I’m not a doctor but I know enough about medicine to know that a fever is not an illness in itself but a symptom of a larger underlying problem. And right now, America has a raging fever.

Most fevers are caused by infections. The political and punditry classes have diagnosed the problem as Donaldus Trumpitis, a relatively new disease some are describing as a cancer. But more likely than not, this case of the DTs is not the disease itself but just the manifestation of the fever.

Impeachment is a giant analgesic. The chemists at Founding Father Pharmaceuticals designed this medication so that the only way to administer it was rectally. And the suppository that delivers it is specifically designed to be extraordinarily large and very uncomfortable to the patient. We’re talking the Costco-Extra-Large-Double-Pack-of-Vaseline uncomfortable.

Even if the medication is successfully administered and the temperature is brought down temporarily, what happens to the infection, the real cause of the problem? It will probably spread and in the long run the fever will return, twice as bad as before and more resistant to the Constitutional medication previously forced down our … er, up our … well, you know what I mean.

EXERCISE REQUIREMENTS :: Return, word for word, the part of the essay on America's fever starting with "Most fevers are" and going on through "of the fever.". The listing has nothing to do with the essay on America's fever.

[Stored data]

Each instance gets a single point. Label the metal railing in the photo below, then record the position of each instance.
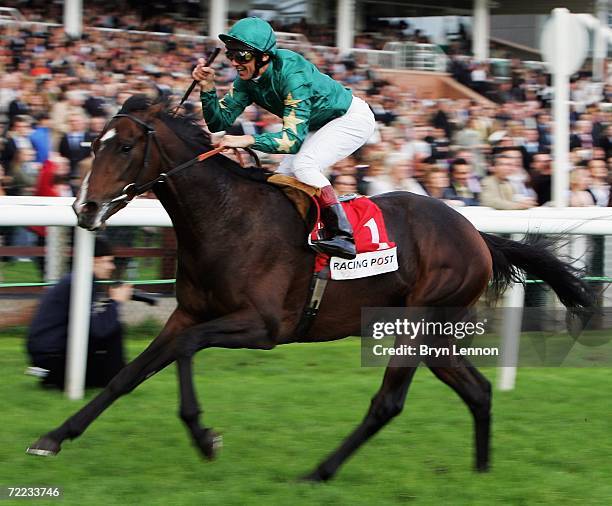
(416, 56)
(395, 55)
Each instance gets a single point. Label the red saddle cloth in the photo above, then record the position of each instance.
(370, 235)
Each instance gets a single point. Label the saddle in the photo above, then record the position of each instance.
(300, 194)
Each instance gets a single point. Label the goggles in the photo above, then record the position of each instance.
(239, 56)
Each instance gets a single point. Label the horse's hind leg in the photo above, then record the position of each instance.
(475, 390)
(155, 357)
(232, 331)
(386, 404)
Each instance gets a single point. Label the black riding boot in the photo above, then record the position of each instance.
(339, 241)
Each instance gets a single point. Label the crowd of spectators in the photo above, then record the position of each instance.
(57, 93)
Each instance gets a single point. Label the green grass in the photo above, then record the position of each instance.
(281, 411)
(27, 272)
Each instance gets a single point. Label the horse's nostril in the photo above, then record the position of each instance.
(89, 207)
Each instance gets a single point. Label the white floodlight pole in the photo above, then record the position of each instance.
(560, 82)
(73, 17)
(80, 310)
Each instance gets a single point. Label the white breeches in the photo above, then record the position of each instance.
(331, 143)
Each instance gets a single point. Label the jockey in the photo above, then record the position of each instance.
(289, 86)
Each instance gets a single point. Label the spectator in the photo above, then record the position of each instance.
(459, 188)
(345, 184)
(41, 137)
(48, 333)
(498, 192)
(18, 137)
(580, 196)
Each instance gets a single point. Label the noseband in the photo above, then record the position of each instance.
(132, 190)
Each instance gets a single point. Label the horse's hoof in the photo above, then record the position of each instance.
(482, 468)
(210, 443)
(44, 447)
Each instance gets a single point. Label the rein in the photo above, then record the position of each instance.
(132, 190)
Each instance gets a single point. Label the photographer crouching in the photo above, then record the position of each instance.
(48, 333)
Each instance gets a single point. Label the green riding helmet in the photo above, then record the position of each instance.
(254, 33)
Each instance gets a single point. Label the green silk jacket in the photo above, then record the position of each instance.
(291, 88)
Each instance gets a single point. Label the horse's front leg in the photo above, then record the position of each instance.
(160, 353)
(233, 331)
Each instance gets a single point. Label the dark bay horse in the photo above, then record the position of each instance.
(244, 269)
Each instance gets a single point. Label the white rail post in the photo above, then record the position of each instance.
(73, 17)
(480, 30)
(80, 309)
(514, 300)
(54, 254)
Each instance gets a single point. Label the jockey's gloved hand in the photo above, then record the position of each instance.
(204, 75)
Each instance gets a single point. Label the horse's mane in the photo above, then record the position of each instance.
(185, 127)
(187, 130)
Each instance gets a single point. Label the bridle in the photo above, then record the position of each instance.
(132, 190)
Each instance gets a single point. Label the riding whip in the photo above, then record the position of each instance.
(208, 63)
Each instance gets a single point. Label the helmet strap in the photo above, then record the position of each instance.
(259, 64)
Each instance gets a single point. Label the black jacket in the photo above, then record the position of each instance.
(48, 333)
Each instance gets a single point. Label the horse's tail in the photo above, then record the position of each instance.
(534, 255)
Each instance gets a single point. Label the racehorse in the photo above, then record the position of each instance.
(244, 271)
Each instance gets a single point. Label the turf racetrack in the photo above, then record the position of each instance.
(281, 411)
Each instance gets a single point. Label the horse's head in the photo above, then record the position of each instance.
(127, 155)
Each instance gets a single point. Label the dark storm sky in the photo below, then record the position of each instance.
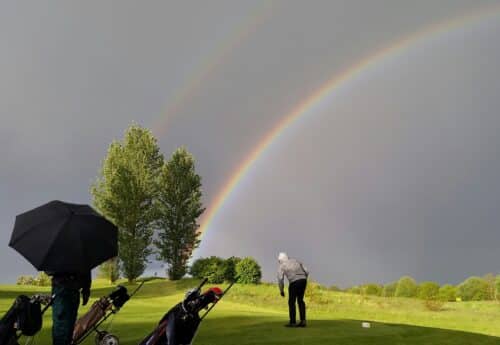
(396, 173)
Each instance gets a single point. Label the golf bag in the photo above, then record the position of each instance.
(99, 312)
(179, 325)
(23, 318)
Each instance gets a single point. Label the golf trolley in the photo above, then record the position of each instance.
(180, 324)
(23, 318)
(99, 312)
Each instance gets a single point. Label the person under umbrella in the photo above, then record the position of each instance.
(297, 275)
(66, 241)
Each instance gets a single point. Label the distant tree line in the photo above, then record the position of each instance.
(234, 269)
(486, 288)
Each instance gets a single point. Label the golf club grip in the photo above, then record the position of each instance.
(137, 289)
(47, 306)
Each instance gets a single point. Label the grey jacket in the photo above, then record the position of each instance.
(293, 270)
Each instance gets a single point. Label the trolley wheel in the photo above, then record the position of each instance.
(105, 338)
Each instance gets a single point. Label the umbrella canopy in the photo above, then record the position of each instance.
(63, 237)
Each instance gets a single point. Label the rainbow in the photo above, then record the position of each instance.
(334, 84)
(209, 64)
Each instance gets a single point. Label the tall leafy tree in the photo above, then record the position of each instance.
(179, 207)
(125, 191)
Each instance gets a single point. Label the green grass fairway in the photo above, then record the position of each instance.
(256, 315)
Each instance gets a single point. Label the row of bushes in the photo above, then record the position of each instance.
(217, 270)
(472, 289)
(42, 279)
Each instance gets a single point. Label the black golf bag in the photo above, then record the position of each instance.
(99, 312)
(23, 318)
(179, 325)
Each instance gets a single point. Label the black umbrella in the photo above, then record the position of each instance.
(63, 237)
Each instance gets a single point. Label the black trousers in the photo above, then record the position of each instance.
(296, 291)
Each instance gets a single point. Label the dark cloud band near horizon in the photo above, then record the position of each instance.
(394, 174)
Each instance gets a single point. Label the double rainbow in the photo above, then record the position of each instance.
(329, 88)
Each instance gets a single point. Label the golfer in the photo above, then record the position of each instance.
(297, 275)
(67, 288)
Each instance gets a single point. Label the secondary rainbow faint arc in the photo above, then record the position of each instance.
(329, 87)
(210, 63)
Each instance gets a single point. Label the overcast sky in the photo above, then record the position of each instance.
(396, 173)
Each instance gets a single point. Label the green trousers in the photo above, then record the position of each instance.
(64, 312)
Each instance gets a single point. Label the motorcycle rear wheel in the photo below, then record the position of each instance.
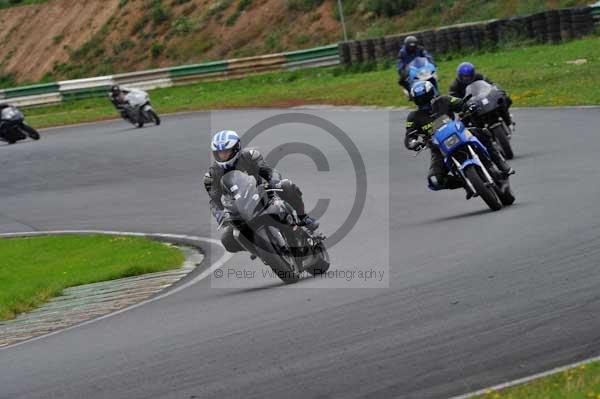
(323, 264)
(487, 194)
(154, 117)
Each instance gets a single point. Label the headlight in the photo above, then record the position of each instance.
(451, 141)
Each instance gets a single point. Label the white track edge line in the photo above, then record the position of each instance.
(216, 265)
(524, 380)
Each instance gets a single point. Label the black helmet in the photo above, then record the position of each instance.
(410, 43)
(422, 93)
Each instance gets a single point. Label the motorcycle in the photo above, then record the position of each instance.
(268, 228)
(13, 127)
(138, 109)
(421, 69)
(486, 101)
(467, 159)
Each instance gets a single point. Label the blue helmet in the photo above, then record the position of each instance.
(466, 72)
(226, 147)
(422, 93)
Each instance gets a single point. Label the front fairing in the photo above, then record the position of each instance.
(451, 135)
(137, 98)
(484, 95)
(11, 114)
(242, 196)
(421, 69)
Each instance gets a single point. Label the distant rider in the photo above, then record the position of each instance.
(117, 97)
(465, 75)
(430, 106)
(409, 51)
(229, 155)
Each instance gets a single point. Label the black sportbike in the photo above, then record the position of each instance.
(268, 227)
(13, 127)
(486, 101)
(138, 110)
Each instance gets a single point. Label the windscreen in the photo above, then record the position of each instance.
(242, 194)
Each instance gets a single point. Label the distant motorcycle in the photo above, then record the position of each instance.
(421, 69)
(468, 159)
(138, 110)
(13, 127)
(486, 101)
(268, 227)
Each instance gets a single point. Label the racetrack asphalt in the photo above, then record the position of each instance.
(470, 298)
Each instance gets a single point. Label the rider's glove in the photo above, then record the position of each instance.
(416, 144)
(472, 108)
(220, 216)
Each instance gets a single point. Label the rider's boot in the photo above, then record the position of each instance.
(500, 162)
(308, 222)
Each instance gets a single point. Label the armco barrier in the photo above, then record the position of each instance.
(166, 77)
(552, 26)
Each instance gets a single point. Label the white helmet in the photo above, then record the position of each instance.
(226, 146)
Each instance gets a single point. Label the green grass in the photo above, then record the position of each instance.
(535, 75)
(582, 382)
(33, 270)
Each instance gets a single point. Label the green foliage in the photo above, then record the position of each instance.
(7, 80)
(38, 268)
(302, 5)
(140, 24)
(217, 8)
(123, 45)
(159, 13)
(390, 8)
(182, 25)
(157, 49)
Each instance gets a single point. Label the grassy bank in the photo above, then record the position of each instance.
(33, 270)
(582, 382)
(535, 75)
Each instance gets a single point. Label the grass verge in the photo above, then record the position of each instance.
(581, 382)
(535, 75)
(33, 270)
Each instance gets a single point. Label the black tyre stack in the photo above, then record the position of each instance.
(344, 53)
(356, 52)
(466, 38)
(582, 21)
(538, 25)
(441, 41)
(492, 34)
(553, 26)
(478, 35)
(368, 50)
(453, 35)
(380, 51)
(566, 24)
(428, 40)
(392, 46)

ANSWER ::
Most fevers are caused by infections. The political and punditry classes have diagnosed the problem as Donaldus Trumpitis, a relatively new disease some are describing as a cancer. But more likely than not, this case of the DTs is not the disease itself but just the manifestation of the fever.